[Stored data entries]
▼▼▼
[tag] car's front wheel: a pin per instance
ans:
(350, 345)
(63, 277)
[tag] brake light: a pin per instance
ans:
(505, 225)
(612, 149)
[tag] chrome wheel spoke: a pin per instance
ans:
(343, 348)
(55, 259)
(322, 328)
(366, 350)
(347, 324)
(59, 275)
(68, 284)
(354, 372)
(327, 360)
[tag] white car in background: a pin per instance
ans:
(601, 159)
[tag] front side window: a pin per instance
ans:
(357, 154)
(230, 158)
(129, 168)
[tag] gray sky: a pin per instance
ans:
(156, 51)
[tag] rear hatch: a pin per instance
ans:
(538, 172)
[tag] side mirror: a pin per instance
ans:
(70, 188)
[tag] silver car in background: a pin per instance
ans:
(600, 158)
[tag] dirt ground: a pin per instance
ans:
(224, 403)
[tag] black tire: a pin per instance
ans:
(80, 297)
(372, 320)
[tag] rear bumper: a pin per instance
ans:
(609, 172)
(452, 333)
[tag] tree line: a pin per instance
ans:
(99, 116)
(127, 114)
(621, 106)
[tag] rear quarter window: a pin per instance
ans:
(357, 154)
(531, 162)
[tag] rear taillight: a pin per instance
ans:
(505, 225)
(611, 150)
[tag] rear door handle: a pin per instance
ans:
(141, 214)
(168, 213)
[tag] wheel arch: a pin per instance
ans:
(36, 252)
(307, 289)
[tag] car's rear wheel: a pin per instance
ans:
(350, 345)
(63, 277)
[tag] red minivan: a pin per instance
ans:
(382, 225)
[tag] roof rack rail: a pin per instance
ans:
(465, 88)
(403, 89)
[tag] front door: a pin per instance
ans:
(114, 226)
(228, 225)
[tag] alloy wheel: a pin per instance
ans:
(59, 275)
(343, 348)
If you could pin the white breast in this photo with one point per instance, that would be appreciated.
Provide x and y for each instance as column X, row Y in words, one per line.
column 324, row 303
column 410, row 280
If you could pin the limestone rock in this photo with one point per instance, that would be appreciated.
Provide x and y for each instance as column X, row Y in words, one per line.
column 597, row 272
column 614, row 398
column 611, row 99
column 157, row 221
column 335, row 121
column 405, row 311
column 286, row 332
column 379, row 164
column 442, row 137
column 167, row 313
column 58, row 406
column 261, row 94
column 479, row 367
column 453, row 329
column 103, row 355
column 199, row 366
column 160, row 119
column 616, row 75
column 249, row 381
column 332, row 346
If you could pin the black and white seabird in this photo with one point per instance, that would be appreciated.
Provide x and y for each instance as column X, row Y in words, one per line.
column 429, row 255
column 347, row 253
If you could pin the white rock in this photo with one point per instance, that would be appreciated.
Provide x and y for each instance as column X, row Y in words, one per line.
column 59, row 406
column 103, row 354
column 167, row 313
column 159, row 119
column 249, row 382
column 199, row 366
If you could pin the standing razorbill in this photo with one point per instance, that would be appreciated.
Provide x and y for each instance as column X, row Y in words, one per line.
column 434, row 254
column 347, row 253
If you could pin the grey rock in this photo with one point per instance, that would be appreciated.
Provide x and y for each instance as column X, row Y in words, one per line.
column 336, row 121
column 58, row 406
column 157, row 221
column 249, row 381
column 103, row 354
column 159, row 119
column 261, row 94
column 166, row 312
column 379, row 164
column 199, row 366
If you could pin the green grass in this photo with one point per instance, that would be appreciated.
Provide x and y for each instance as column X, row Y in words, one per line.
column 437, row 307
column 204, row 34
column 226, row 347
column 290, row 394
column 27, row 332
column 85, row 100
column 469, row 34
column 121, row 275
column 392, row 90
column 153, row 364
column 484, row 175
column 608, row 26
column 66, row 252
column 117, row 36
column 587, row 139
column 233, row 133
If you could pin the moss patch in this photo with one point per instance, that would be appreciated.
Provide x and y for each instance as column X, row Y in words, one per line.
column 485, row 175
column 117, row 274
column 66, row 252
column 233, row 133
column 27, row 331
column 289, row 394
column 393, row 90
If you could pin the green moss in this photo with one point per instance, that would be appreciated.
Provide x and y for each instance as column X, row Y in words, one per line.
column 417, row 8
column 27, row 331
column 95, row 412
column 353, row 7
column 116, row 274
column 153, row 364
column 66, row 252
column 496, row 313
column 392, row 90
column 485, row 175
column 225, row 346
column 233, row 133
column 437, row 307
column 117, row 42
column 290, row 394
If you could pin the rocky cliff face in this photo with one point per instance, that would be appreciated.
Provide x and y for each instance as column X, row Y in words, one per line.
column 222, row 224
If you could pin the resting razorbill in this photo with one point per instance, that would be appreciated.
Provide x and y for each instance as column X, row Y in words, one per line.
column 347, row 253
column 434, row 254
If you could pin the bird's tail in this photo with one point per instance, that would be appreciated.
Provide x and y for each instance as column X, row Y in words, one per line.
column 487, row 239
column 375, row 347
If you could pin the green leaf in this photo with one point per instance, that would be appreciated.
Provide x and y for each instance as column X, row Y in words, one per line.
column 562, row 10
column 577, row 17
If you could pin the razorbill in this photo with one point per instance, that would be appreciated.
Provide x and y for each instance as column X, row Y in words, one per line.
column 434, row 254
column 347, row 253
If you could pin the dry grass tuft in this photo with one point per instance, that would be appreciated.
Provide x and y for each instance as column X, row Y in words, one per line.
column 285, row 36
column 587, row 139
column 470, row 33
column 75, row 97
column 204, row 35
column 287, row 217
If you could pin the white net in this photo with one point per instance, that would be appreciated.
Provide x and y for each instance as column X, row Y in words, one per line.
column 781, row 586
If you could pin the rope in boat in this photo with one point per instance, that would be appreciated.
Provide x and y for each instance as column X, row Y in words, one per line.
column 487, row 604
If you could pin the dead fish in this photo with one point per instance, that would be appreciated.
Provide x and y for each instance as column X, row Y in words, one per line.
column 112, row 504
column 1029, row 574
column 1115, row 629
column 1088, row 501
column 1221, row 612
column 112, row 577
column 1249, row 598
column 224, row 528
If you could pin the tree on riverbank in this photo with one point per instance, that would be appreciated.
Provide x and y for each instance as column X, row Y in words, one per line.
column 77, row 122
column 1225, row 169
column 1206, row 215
▲▲▲
▼▼▼
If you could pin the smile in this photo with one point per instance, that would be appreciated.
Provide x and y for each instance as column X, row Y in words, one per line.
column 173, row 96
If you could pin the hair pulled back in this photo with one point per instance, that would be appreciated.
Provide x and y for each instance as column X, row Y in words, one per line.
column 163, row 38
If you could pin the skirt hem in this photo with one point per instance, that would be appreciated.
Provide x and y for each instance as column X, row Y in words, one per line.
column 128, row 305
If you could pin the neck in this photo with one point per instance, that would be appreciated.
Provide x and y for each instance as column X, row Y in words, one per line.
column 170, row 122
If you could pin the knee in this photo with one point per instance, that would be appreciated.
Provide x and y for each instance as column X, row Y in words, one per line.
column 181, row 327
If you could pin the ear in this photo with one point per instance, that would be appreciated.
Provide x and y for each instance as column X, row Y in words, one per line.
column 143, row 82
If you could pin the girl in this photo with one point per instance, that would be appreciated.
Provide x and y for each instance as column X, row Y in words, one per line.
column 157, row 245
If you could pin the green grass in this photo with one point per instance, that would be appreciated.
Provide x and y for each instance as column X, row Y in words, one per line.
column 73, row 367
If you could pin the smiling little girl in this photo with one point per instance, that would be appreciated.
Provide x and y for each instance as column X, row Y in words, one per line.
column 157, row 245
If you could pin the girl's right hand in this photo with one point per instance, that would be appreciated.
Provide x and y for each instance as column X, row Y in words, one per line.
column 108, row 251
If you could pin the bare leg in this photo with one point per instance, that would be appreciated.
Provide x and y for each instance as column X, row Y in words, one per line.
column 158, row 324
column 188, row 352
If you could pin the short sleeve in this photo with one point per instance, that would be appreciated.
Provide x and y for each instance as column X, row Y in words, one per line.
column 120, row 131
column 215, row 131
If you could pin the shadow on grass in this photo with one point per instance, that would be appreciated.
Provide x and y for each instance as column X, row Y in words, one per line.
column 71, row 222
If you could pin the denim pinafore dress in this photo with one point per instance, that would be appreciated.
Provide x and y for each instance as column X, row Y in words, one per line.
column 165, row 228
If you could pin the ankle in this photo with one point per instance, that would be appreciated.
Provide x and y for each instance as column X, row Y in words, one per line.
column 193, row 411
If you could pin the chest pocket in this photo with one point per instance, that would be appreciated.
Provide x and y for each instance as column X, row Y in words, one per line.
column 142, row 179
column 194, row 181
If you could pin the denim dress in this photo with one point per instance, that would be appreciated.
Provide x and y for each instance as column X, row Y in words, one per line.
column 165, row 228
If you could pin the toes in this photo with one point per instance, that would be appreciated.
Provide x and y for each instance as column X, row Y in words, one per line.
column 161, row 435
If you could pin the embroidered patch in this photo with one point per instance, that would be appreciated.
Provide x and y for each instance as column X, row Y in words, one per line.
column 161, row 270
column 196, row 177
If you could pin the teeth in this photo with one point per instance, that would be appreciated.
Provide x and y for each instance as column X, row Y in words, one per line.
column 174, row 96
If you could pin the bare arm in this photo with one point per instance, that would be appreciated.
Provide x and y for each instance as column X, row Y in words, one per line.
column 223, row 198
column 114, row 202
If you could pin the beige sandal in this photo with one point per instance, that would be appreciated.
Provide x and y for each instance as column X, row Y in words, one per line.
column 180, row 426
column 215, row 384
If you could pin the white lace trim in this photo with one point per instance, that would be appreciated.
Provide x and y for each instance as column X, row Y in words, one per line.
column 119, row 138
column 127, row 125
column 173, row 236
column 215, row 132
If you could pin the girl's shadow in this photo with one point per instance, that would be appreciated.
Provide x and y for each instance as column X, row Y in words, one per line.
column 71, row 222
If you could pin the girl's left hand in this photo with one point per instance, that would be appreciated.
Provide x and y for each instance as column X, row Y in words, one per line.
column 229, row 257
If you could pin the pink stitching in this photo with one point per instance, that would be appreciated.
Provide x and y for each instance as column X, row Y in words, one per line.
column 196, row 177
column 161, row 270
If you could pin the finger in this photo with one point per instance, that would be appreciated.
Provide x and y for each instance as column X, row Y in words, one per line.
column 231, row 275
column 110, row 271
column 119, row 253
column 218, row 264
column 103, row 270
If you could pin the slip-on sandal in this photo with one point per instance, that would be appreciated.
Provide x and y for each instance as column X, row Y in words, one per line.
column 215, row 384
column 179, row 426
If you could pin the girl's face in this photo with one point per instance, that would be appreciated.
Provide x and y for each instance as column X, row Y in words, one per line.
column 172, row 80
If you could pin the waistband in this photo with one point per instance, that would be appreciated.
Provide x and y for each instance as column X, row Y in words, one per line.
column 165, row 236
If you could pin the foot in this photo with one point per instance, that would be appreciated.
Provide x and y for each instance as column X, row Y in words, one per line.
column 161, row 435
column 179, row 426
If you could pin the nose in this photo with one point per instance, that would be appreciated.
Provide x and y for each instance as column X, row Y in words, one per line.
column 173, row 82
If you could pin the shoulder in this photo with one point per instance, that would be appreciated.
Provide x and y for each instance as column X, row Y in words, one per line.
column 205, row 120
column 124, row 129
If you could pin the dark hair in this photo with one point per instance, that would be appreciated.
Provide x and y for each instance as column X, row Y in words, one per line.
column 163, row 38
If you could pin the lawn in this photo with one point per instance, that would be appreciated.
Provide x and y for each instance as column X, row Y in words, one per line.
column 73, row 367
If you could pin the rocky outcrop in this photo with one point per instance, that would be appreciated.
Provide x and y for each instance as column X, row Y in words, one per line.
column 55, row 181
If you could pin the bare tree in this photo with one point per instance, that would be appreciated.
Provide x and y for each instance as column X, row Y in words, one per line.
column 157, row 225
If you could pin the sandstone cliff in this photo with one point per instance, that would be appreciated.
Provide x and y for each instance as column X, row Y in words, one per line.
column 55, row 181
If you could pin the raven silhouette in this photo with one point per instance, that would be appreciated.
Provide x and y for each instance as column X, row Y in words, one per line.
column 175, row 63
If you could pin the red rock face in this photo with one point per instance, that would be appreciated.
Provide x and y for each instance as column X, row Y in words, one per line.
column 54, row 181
▲▲▲
EXERCISE GOAL: In the entries above, identify every line with the string "razorbill".

SOLUTION TO THIS TASK:
If you could pin the standing razorbill in this photo with one point per instance, that would be appreciated.
If you could pin the resting razorbill in this photo with one point per instance, that would be appreciated.
If you could pin the razorbill in this photo with one point per instance, that would be appreciated.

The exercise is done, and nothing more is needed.